▶ **WHAT IS BEING ASKED**: Every record below should be written out exactly; pictures stay out.

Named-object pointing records

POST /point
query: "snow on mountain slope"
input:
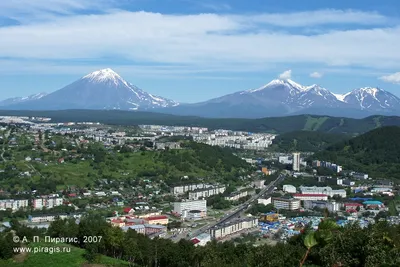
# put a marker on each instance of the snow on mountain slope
(370, 98)
(102, 89)
(282, 97)
(316, 95)
(16, 100)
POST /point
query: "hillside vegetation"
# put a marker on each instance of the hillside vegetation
(376, 152)
(195, 160)
(275, 124)
(307, 141)
(330, 245)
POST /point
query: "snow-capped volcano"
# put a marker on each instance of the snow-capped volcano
(282, 97)
(16, 100)
(370, 98)
(102, 89)
(288, 84)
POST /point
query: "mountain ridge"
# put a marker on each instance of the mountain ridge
(105, 89)
(102, 89)
(271, 124)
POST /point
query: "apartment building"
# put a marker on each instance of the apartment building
(40, 203)
(12, 204)
(286, 203)
(296, 162)
(204, 193)
(289, 188)
(188, 205)
(181, 189)
(326, 190)
(235, 196)
(311, 196)
(221, 231)
(332, 206)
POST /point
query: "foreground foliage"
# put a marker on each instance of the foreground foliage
(375, 152)
(377, 245)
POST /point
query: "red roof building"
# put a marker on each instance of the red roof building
(128, 210)
(352, 207)
(310, 196)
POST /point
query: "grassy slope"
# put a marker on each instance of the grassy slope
(74, 258)
(199, 160)
(275, 124)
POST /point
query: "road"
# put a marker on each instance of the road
(236, 212)
(6, 135)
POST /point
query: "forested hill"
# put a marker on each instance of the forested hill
(275, 124)
(376, 152)
(307, 141)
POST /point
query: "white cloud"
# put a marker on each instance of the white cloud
(198, 41)
(316, 74)
(322, 17)
(286, 75)
(392, 78)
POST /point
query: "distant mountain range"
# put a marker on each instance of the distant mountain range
(105, 89)
(286, 97)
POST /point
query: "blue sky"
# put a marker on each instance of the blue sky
(194, 50)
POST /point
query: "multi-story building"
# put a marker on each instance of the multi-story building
(161, 219)
(237, 195)
(296, 162)
(311, 196)
(332, 206)
(286, 203)
(208, 192)
(323, 190)
(351, 207)
(13, 204)
(40, 203)
(188, 205)
(229, 228)
(181, 189)
(289, 188)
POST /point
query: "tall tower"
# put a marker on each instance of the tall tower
(296, 161)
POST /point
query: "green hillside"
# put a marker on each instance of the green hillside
(376, 152)
(194, 160)
(69, 256)
(275, 124)
(307, 141)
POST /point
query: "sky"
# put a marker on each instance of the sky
(195, 50)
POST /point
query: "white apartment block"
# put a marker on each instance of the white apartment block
(286, 203)
(311, 197)
(326, 190)
(179, 190)
(40, 203)
(296, 162)
(14, 205)
(237, 195)
(188, 205)
(218, 232)
(208, 192)
(289, 188)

▶ **THE RESULT**:
POST /point
query: "snow on mountain slope"
input:
# put a marker on each instance of the snow on mountain slope
(370, 98)
(102, 89)
(282, 97)
(316, 95)
(16, 100)
POST /point
query: "hillside vegetation"
# put a marker on each instance of the hillside vegetation
(376, 152)
(195, 160)
(275, 124)
(307, 141)
(330, 245)
POST /point
query: "snow-capped volcano"
# put a marker on each instance of the snow-capped volcano
(282, 97)
(16, 100)
(370, 98)
(102, 89)
(288, 84)
POST /point
query: "mountain ridge"
# put a marker on each instance of the mountain ridge
(105, 89)
(102, 89)
(271, 124)
POST /point
query: "apartment building"
# put a marker on each instance of the apartment building
(40, 203)
(12, 204)
(286, 203)
(296, 162)
(204, 193)
(289, 188)
(188, 205)
(181, 189)
(326, 190)
(235, 196)
(311, 196)
(221, 231)
(332, 206)
POST /point
query: "foreground foliage"
# put a marker on each instance of the foreground foliage
(375, 152)
(377, 245)
POST /point
query: "red roof building"
# put a marker on each instance of the red roof building
(128, 210)
(352, 207)
(310, 196)
POST /point
query: "grassy slope"
# put a marker on each instance of the grassy slope
(74, 258)
(199, 160)
(275, 124)
POST /point
query: "road"
# put a marker on each instance of the road
(236, 212)
(6, 135)
POST /point
query: "forested hill"
# put a marker on each instance of the forested hill
(275, 124)
(376, 152)
(307, 141)
POST /point
query: "white cloud"
# put a marker on each instance of the white cloud
(198, 41)
(316, 74)
(322, 17)
(286, 75)
(392, 78)
POST /point
query: "distant mountain range"
# put a marker on each instance of the distant mountain range
(105, 89)
(286, 97)
POST /point
query: "blue sky"
# put a marker on each instance of the blue sky
(194, 50)
POST /point
query: "multi-story building"
# put a marker on each instance of the multi-story building
(161, 219)
(237, 195)
(296, 162)
(311, 196)
(332, 206)
(286, 203)
(208, 192)
(323, 190)
(351, 207)
(13, 204)
(40, 203)
(188, 205)
(229, 228)
(181, 189)
(289, 188)
POST /point
query: "tall tower"
# put a marker on each instance of the tall tower
(296, 161)
POST /point
query: "green hillside"
# put a marker on each instance of the green hillside
(376, 152)
(194, 160)
(69, 256)
(275, 124)
(307, 141)
POST /point
query: "sky"
# put a marker on each instance of the sky
(195, 50)
POST /point
query: "white apartment block"
# put a marker on each instance of the white apartment block
(286, 203)
(311, 197)
(326, 190)
(179, 190)
(40, 203)
(296, 162)
(14, 205)
(237, 195)
(188, 205)
(218, 232)
(208, 192)
(289, 188)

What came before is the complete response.